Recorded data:
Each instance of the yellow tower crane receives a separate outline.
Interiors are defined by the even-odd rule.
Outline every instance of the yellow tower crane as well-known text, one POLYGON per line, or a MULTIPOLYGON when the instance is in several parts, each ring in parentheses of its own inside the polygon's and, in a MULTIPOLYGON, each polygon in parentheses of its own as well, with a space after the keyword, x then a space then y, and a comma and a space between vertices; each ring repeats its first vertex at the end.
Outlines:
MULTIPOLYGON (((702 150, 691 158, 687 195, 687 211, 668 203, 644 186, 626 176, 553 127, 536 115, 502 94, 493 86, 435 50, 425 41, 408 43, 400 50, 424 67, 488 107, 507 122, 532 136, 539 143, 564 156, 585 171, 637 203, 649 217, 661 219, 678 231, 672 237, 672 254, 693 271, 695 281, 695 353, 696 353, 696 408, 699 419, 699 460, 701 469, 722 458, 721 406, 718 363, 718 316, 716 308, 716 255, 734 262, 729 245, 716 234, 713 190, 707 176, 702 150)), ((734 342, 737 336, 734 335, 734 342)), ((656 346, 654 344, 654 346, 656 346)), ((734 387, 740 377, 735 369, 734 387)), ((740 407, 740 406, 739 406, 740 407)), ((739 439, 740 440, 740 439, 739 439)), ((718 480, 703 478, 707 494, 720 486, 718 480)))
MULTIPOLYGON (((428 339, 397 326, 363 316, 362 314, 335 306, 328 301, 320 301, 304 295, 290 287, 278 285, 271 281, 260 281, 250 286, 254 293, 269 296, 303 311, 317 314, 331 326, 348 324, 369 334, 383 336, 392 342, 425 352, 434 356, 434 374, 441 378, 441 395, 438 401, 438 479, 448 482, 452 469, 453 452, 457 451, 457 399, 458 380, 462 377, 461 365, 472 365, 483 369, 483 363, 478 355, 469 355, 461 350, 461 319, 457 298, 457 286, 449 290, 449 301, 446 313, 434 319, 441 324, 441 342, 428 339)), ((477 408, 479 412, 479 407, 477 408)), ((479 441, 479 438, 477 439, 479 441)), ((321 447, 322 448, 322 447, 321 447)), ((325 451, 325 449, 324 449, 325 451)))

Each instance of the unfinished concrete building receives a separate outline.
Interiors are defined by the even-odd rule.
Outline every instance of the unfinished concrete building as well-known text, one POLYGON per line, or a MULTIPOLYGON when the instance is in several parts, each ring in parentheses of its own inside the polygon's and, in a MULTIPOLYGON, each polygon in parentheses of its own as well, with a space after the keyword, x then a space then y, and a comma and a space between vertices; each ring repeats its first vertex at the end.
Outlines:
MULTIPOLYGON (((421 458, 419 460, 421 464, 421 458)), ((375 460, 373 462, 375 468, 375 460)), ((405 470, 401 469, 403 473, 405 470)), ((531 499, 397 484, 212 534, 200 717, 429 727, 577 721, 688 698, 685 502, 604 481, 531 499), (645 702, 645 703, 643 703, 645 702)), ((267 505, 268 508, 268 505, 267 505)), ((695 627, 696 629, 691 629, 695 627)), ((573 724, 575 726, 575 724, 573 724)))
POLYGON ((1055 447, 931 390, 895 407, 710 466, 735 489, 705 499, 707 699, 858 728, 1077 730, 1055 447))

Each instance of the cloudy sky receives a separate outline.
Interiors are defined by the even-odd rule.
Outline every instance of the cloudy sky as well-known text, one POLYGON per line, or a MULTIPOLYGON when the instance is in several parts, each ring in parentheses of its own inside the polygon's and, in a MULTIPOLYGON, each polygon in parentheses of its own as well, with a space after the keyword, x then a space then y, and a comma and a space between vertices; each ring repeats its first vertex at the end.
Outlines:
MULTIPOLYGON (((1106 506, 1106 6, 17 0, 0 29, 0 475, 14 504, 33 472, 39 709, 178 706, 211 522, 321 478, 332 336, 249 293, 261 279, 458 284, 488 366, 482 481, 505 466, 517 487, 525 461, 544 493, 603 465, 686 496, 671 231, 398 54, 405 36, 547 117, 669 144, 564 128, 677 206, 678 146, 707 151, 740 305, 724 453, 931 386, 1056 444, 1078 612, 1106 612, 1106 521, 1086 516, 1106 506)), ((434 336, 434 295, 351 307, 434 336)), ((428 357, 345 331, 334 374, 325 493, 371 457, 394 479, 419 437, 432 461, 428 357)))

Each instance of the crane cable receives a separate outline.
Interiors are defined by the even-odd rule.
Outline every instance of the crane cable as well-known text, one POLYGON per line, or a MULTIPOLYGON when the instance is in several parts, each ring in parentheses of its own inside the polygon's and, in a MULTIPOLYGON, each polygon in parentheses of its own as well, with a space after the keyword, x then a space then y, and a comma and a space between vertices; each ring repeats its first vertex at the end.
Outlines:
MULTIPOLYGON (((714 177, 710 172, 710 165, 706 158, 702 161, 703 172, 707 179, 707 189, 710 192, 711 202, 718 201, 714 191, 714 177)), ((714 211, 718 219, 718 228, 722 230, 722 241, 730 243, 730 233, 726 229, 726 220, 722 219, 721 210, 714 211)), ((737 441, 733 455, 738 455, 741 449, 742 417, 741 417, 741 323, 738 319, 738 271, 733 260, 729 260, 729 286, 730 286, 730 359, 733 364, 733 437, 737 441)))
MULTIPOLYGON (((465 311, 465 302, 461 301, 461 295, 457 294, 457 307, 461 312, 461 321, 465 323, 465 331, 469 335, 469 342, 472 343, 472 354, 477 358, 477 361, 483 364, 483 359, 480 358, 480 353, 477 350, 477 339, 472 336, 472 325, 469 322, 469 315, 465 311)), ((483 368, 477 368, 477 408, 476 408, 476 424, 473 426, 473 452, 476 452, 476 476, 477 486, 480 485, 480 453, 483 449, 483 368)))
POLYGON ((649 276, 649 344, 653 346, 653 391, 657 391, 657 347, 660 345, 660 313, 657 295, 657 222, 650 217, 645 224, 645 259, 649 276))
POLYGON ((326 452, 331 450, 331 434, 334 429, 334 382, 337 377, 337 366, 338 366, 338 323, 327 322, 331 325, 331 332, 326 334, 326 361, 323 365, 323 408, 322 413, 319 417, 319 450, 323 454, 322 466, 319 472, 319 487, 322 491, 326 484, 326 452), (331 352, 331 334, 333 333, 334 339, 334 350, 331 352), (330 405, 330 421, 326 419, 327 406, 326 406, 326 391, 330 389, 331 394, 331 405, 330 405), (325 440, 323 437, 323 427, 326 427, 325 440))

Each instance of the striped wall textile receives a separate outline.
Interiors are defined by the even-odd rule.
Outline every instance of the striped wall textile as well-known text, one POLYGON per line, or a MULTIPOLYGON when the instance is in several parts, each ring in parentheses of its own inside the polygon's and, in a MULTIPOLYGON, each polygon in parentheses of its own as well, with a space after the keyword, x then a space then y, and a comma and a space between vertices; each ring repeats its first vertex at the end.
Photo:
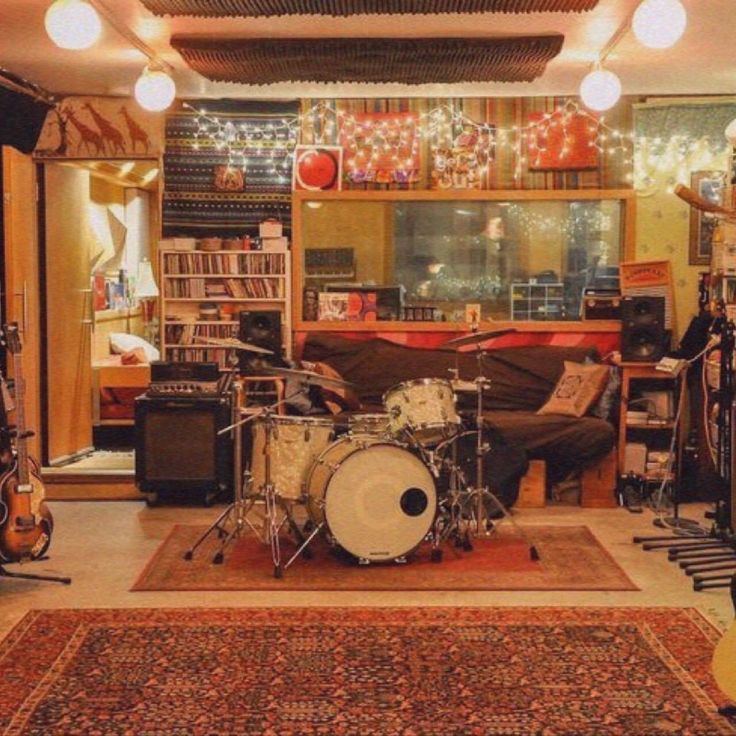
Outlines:
MULTIPOLYGON (((565 105, 564 97, 487 97, 487 98, 385 98, 385 99, 302 99, 302 114, 310 113, 309 125, 302 126, 303 143, 339 145, 339 126, 330 132, 330 124, 338 113, 414 112, 420 118, 432 110, 447 106, 462 112, 476 123, 488 123, 496 129, 511 130, 514 126, 529 124, 533 113, 551 113, 565 105), (318 106, 318 107, 317 107, 318 106), (315 109, 316 108, 316 109, 315 109)), ((606 113, 605 122, 623 135, 633 129, 634 98, 623 98, 606 113)), ((459 131, 458 131, 459 132, 459 131)), ((421 143, 421 169, 415 184, 377 184, 344 182, 344 189, 430 189, 432 140, 424 137, 421 143)), ((527 143, 509 146, 499 140, 488 173, 482 177, 481 189, 627 189, 632 186, 633 156, 599 154, 597 166, 585 171, 530 171, 527 143), (517 163, 521 160, 520 175, 517 163)), ((458 190, 459 192, 460 190, 458 190)))
POLYGON ((142 0, 157 15, 337 15, 361 13, 556 13, 592 10, 599 0, 142 0))
MULTIPOLYGON (((197 103, 192 103, 196 106, 197 103)), ((201 103, 200 103, 201 104, 201 103)), ((208 100, 208 115, 231 121, 238 127, 265 128, 284 119, 295 119, 297 102, 208 100)), ((291 231, 291 171, 269 162, 269 142, 246 152, 244 181, 230 190, 223 186, 222 172, 228 156, 208 136, 196 137, 196 113, 182 109, 166 119, 164 154, 164 237, 255 234, 258 224, 277 218, 291 231), (216 185, 216 179, 219 181, 216 185)))

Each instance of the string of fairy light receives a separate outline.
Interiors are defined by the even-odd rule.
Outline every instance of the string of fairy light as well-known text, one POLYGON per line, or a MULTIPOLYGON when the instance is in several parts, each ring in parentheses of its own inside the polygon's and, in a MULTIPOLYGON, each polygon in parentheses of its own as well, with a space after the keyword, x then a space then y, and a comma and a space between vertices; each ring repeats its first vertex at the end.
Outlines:
POLYGON ((564 160, 573 150, 573 119, 582 118, 588 126, 588 144, 601 155, 621 156, 624 165, 633 160, 633 139, 568 100, 554 111, 541 114, 539 120, 508 128, 478 122, 458 108, 442 104, 421 114, 384 114, 380 119, 338 111, 320 102, 309 110, 269 122, 233 122, 227 114, 209 113, 185 103, 194 113, 194 147, 222 151, 233 168, 247 170, 251 157, 265 156, 271 173, 285 179, 291 170, 294 150, 301 141, 314 145, 341 145, 345 151, 348 177, 361 171, 375 171, 388 157, 399 178, 406 178, 417 166, 422 141, 432 155, 432 165, 442 163, 456 145, 458 134, 465 132, 466 145, 476 158, 480 173, 489 173, 499 151, 514 157, 514 178, 523 175, 525 165, 539 164, 548 153, 548 134, 558 129, 562 146, 558 156, 564 160))

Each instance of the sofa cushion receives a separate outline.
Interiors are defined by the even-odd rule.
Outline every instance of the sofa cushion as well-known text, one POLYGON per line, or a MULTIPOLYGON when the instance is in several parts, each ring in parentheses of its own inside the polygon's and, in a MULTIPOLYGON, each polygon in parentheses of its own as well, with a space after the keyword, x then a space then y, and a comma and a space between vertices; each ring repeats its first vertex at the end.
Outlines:
MULTIPOLYGON (((484 398, 486 409, 535 411, 549 397, 566 360, 580 363, 596 357, 595 348, 534 345, 500 348, 483 355, 483 372, 491 379, 484 398)), ((406 347, 388 340, 350 340, 340 335, 311 334, 304 346, 305 360, 321 361, 356 385, 362 404, 381 404, 392 386, 415 378, 448 378, 457 367, 459 377, 478 375, 474 353, 406 347)), ((461 394, 460 406, 474 405, 472 394, 461 394)))
POLYGON ((596 417, 539 415, 529 411, 484 412, 486 425, 523 447, 530 459, 544 460, 552 480, 592 465, 615 445, 611 424, 596 417))

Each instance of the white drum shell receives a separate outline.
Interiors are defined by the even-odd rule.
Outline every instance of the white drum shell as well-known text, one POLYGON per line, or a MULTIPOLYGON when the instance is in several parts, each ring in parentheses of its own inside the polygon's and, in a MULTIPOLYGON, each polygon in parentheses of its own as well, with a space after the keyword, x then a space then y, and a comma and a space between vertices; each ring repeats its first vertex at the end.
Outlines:
MULTIPOLYGON (((271 482, 285 499, 304 497, 309 470, 320 453, 332 442, 331 419, 314 417, 273 417, 271 435, 271 482)), ((253 429, 251 474, 257 491, 266 483, 266 427, 256 421, 253 429)))
POLYGON ((420 378, 390 388, 383 397, 391 432, 404 432, 421 445, 432 445, 455 434, 461 420, 452 384, 441 378, 420 378))
POLYGON ((367 435, 330 445, 309 474, 307 493, 312 521, 324 523, 328 536, 350 554, 371 561, 410 553, 431 530, 437 511, 434 479, 422 461, 367 435), (424 508, 405 512, 407 494, 419 497, 424 508))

• [Your objective] Write out as a numbered list the lines of the rows above, starting with the very first line and going on through the line that contains "MULTIPOLYGON (((702 150, 691". Leave out any blank lines.

• [Task output]
1. Each instance of the yellow tower crane receives a separate outline.
2. Interiors are defined by the even-odd rule.
3. Outline every instance of the yellow tower crane as well-known text, one POLYGON per line, or a MULTIPOLYGON when the instance is in several parts, each ring in parentheses of its own inside the polygon's and, in a MULTIPOLYGON, each polygon in parentheses of its own as well, with a space after the keyword, x then a space then y, and a comma and a space between vertices; each ring repeats its first vertex at the end.
4. Outlines:
5. MULTIPOLYGON (((702 150, 691 158, 687 195, 687 211, 668 203, 644 186, 626 176, 553 127, 536 115, 502 94, 493 86, 435 50, 425 41, 408 43, 400 50, 424 67, 488 107, 507 122, 532 136, 539 143, 564 156, 585 171, 637 203, 649 217, 661 219, 678 231, 672 237, 672 254, 693 271, 695 281, 695 353, 696 353, 696 408, 699 419, 699 460, 701 469, 722 458, 721 406, 718 363, 718 316, 716 308, 716 255, 734 262, 729 245, 716 234, 713 190, 707 176, 702 150)), ((734 342, 737 336, 734 335, 734 342)), ((656 346, 654 344, 654 346, 656 346)), ((734 387, 740 377, 735 369, 734 387)), ((740 407, 740 406, 739 406, 740 407)), ((739 439, 740 440, 740 439, 739 439)), ((718 480, 703 478, 707 494, 720 486, 718 480)))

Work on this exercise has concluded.